═════ DATA SECTION ═════

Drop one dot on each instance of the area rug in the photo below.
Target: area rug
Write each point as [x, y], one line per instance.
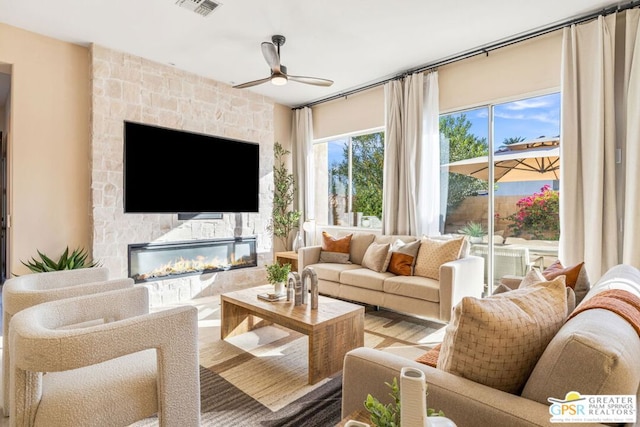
[260, 378]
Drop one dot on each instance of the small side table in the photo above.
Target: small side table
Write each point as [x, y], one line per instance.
[289, 257]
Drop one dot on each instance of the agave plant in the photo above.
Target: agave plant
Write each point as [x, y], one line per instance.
[77, 259]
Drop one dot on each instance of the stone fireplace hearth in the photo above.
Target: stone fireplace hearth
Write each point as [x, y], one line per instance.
[129, 88]
[171, 260]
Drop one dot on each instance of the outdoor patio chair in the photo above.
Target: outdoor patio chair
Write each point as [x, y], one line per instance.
[514, 261]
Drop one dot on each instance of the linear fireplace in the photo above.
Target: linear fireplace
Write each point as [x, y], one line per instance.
[168, 260]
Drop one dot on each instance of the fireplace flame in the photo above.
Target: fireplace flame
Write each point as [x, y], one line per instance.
[185, 266]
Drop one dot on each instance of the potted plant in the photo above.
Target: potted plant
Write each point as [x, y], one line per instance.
[77, 259]
[277, 274]
[284, 219]
[474, 230]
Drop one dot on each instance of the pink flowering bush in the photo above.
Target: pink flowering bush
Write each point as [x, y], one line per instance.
[537, 215]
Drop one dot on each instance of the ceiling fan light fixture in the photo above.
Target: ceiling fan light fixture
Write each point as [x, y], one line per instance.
[279, 80]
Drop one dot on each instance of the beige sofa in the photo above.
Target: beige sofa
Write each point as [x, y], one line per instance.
[594, 353]
[414, 295]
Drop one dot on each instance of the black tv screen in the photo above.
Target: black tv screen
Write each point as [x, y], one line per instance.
[173, 171]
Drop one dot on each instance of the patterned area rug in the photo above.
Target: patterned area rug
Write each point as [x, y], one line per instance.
[260, 378]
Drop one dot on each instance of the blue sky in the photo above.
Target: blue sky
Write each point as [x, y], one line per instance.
[529, 118]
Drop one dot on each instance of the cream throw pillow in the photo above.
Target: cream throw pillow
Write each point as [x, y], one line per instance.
[377, 257]
[534, 277]
[433, 253]
[496, 341]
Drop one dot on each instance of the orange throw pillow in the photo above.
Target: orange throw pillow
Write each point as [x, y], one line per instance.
[335, 244]
[557, 269]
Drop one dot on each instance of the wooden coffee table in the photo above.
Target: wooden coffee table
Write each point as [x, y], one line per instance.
[333, 329]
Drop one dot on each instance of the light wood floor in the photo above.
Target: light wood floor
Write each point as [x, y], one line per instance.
[409, 339]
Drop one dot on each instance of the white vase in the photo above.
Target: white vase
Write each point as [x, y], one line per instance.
[298, 242]
[278, 288]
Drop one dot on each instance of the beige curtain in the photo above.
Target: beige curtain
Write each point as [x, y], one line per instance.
[598, 107]
[411, 169]
[303, 162]
[429, 181]
[392, 140]
[631, 224]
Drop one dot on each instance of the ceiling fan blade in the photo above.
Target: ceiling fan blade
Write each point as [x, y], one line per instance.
[252, 83]
[310, 80]
[271, 56]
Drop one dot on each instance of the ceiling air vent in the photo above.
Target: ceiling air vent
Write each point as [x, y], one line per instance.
[201, 7]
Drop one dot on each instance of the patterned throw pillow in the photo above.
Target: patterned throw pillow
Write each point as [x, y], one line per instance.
[335, 249]
[377, 257]
[433, 253]
[576, 277]
[496, 341]
[403, 257]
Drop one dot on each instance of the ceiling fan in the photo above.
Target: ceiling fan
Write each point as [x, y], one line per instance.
[279, 76]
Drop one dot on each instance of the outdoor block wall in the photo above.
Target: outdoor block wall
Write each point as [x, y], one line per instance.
[129, 88]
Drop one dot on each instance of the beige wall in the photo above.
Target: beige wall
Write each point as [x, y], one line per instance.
[49, 147]
[526, 68]
[282, 117]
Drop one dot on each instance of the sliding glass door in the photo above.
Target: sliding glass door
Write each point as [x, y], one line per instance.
[501, 186]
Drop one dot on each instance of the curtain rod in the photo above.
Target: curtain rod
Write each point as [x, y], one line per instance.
[480, 50]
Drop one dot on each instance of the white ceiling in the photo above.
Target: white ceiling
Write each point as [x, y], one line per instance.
[353, 42]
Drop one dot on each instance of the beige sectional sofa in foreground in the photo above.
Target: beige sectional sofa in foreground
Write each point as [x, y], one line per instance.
[596, 352]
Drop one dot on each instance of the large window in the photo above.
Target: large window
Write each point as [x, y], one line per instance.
[349, 179]
[521, 204]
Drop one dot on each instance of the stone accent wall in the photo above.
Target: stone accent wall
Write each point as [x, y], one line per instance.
[129, 88]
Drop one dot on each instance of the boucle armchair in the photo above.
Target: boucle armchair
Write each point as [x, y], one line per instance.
[28, 290]
[103, 359]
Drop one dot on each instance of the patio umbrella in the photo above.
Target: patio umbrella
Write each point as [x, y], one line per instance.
[535, 159]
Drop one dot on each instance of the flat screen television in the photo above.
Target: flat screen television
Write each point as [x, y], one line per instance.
[174, 171]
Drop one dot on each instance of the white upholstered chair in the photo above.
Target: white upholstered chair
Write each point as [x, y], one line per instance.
[507, 261]
[28, 290]
[103, 359]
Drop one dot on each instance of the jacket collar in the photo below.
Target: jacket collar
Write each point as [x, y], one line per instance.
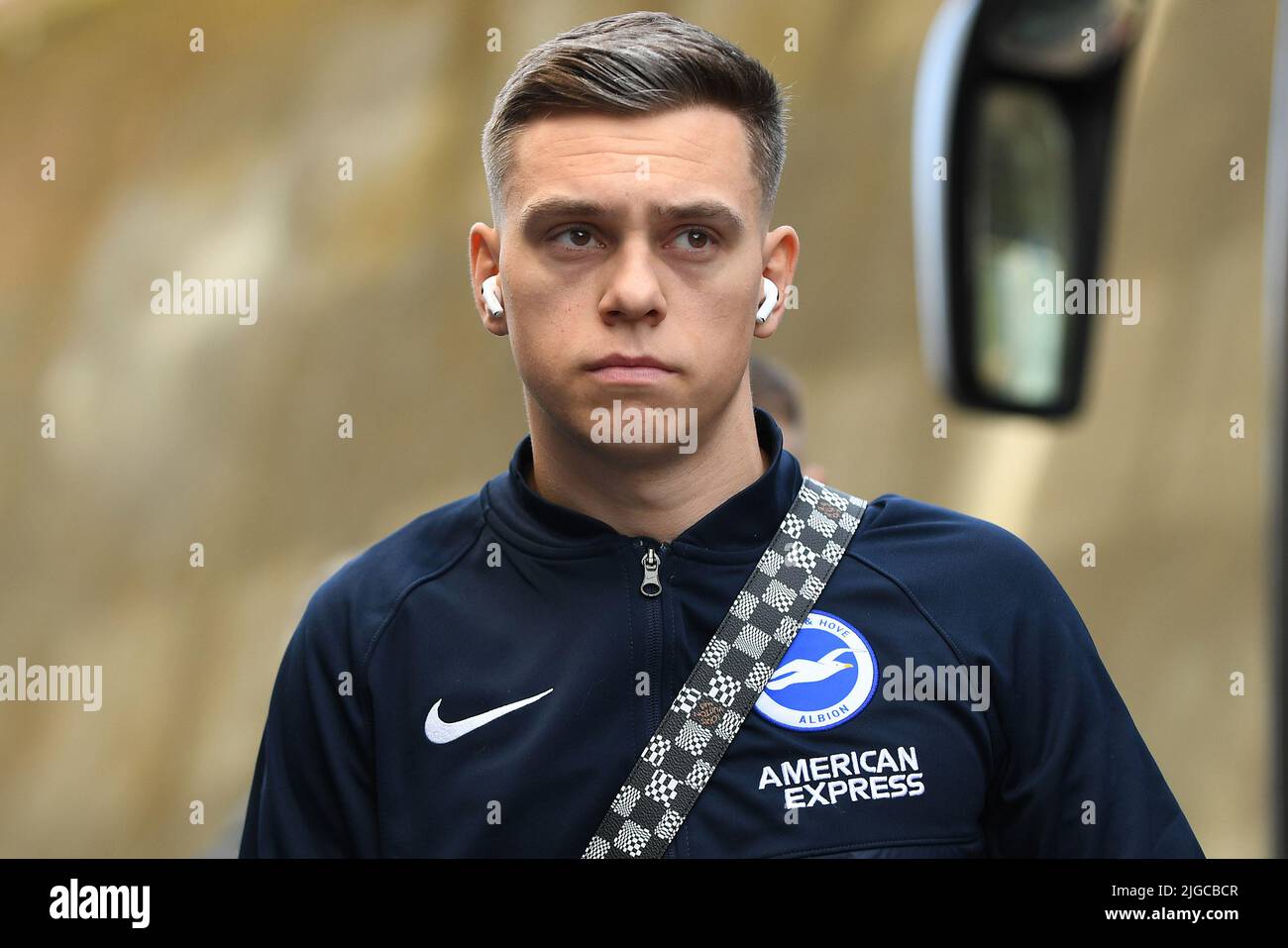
[745, 523]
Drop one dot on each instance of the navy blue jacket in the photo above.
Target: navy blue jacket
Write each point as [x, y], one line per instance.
[503, 596]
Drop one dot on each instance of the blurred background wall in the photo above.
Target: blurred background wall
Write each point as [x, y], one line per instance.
[172, 430]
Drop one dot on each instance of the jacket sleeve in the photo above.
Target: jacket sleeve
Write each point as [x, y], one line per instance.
[313, 790]
[1072, 773]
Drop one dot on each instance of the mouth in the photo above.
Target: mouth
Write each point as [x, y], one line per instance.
[618, 369]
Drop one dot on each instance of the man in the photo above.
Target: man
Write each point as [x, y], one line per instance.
[482, 682]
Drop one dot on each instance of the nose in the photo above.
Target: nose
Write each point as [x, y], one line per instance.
[634, 291]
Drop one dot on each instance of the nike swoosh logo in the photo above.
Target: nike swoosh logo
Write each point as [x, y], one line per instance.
[442, 732]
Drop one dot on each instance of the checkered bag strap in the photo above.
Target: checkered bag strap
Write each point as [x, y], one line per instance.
[729, 677]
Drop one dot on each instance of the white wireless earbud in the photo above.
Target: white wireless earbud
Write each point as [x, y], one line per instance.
[489, 299]
[771, 300]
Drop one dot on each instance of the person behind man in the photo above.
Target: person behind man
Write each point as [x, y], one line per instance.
[482, 681]
[777, 390]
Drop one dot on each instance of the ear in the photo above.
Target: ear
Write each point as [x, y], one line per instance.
[781, 252]
[484, 262]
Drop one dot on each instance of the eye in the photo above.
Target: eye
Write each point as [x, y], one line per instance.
[698, 237]
[581, 237]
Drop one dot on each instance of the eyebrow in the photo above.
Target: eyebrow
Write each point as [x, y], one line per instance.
[715, 211]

═════

### THE TASK
Return the material exactly as it reads, though without the pictures it holds.

### RESPONSE BELOW
Drop one dot on each instance of the area rug in the photo below.
Target: area rug
Write each point as [x, y], one line per instance.
[260, 378]
Drop one dot on each instance of the small side table in the photo above.
Target: small side table
Write each point as [x, y], one line per instance.
[289, 257]
Drop one dot on each instance of the agave plant in the photo above.
Target: agave plant
Write each point as [x, y], one line per instance.
[77, 259]
Drop one dot on each instance of the stone fireplace hearth in the photo above.
Target: stone fireplace hearth
Write each point as [x, y], one line per instance.
[129, 88]
[171, 260]
Drop one dot on each instance of the outdoor patio chair in the photo above.
Target: outdoor patio chair
Write each point as [x, y], one line per instance.
[514, 261]
Drop one dot on each instance of the linear fireplace in the photo above.
Target: linear fireplace
Write each point as [x, y], one line per instance.
[168, 260]
Drop one dot on each instance of the fireplace flame in the photo above.
Target: fireplace flame
Write each point as [x, y], one line per instance.
[185, 266]
Drop one dot on each instance of the potted plant in the photo above.
Target: potted plant
Write each point as [x, y], one line per instance.
[77, 259]
[277, 274]
[284, 219]
[474, 230]
Drop one dot on each instance of the pink flowering bush in the photo above.
Target: pink flowering bush
Write each point as [x, y], one line per instance.
[537, 215]
Drop one dot on each instance of the ceiling fan light fixture in the photo above.
Target: ceiling fan light fixture
Write each point as [x, y], one line per instance.
[279, 80]
Drop one dot on each instance of the beige sofa in the photo above.
Target: beige sofa
Write each point as [x, y], one line per instance.
[594, 353]
[414, 295]
Drop one dot on each instance of the black tv screen in the photo above.
Target: black tv screen
Write each point as [x, y], one line per instance.
[173, 171]
Drop one dot on each instance of the patterned area rug in the photo above.
Target: patterned area rug
Write each point as [x, y], one line per instance.
[260, 378]
Drop one dot on each instance of the blue sky in the photo above.
Target: blue sky
Write each point as [x, y], one line per instance.
[529, 118]
Drop one dot on each instance of the cream throw pillow in the photo above.
Target: cream throw pillow
Write each point as [x, y], one line per instance.
[377, 257]
[534, 277]
[433, 253]
[496, 341]
Drop one dot on each instance of the orange throw pillow in the photo above.
Target: orange throw pillow
Write each point as [x, y], one line per instance.
[335, 244]
[557, 269]
Drop one dot on each instance of the wooden coffee table in the photo above.
Target: wooden coffee table
Write each point as [x, y], one line per instance.
[333, 329]
Drop one dot on each instance of the light wood floor in the photo above.
Target: light wood floor
Write each point as [x, y], one line per instance.
[409, 339]
Drop one dot on each instance of the white vase in the photo above.
Target: white vase
Write each point as [x, y], one line per instance.
[298, 242]
[278, 288]
Drop one dot on each instance of the beige curtain in the photo above.
Target: beige curtain
Write each point as [x, y], one line per instance.
[598, 107]
[411, 169]
[303, 162]
[429, 181]
[392, 140]
[631, 224]
Drop one dot on each instance of the ceiling fan blade in the photo above.
Target: ceiling fan blade
Write each point as [x, y], one line per instance.
[252, 83]
[310, 80]
[271, 56]
Drop one dot on each instance of the ceiling air vent in the photo above.
Target: ceiling air vent
Write each point as [x, y], one line per instance.
[201, 7]
Drop one dot on each instance of the patterned throw pillow in the photo above.
Target: patterned throw pillow
Write each point as [x, y], one line per instance.
[335, 249]
[377, 257]
[433, 253]
[576, 277]
[496, 341]
[403, 257]
Drop one dot on each instance of the ceiling fan in the photo above.
Target: ceiling fan
Write each point as [x, y], one line per instance.
[279, 76]
Drop one dot on each instance of the outdoor block wall in the photo above.
Target: outdoor block wall
Write each point as [x, y], one line per instance.
[129, 88]
Drop one dot on each instance of the beige wall in the photo above.
Target: beige wall
Write each point as [x, y], one line per instance.
[49, 147]
[526, 68]
[282, 117]
Drop one dot on each instance of the sliding glass door in the photo above.
Target: sliding glass door
Write each point as [x, y], one line per instance.
[501, 186]
Drop one dot on each instance of the curtain rod in the photo above.
Target: curtain rod
Write each point as [x, y], one line per instance.
[480, 50]
Drop one dot on each instance of the white ceiling in the photo above.
Target: white ceiling
Write each point as [x, y], one line per instance.
[353, 42]
Drop one dot on each instance of the beige sectional sofa in foreground in the photo above.
Target: beige sectional sofa in foreground
Write each point as [x, y], one line per instance.
[596, 352]
Drop one dot on each instance of the large window in the photo above.
Target: large window
Write each point as [x, y], one line per instance.
[349, 179]
[521, 204]
Drop one dot on each instance of the stone accent wall in the photo above.
Target: stone accent wall
Write each point as [x, y], one line per instance.
[129, 88]
Drop one dot on each instance of the boucle armchair in the photo above.
Target: boucle armchair
Write each point as [x, y], one line per instance.
[28, 290]
[103, 359]
Drop one dot on each instance of the patio umbrella in the photo above.
Target: patio umbrella
Write each point as [x, y], one line per instance.
[535, 159]
Drop one dot on each instance of the flat screen television in the photo above.
Target: flat screen television
Write each point as [x, y], one line per instance.
[174, 171]
Drop one dot on each instance of the white upholstered chair in the photo above.
Target: white upholstered chair
Write each point as [x, y], one line per instance.
[507, 261]
[28, 290]
[103, 359]
Drop one dot on each instance of the jacket collar in the photo below.
Target: jacket collar
Write each point as [x, y], one line per instance.
[745, 523]
Drop one dot on each instance of the navy blue jacket in the photo above.
Target: navy blue jacket
Write each point as [x, y], one line per instance.
[503, 596]
Drop one dot on each instance of the blurred background wall in the photo above.
Target: blurred background wall
Write each point as [x, y], one line per instance.
[172, 430]
Drop one dot on each instance of the jacket sleeve in the photo above.
Target: jacket sleeve
Write each point as [x, y], one line per instance.
[313, 790]
[1072, 773]
Drop one dot on each instance of the mouth in the photo above.
Target: mouth
Write each point as [x, y], one line per instance.
[618, 369]
Drop one dot on each instance of the man in the photo above.
Target: man
Write each point as [x, y], one line per instance.
[482, 682]
Drop one dot on each instance of the nose in the photo above.
Target: nose
Write each point as [x, y], one line per instance.
[634, 291]
Drop one dot on each instance of the nike swoosh logo in the photo above.
Target: nike swoosh logo
Write each point as [x, y], one line per instance.
[442, 732]
Drop one dot on each instance of the checkered bag strap in the photo above.
Target: checkered bag strap
Write each point as [x, y], one line per instance.
[729, 677]
Drop one dot on each instance of the white wireless earbud in the photo above.
Target: white wireless earbud
Write each point as [x, y], one line per instance.
[489, 299]
[771, 300]
Drop one dot on each instance of the person behind man in the photo above.
Target: person behind man
Write each point as [x, y], one line per instance.
[482, 681]
[777, 390]
Drop one dot on each instance of the ear in the photo above.
Target: ear
Write each point as [x, y], one line per instance.
[781, 252]
[484, 262]
Drop one dot on each instance of the eye in the photo above.
Target: eye
Write each point as [x, y], one line per instance.
[698, 237]
[581, 237]
Drop one dot on each instance of the eyebrow in the photo above.
Target: eyebrow
Write each point as [x, y], one line per instance.
[715, 211]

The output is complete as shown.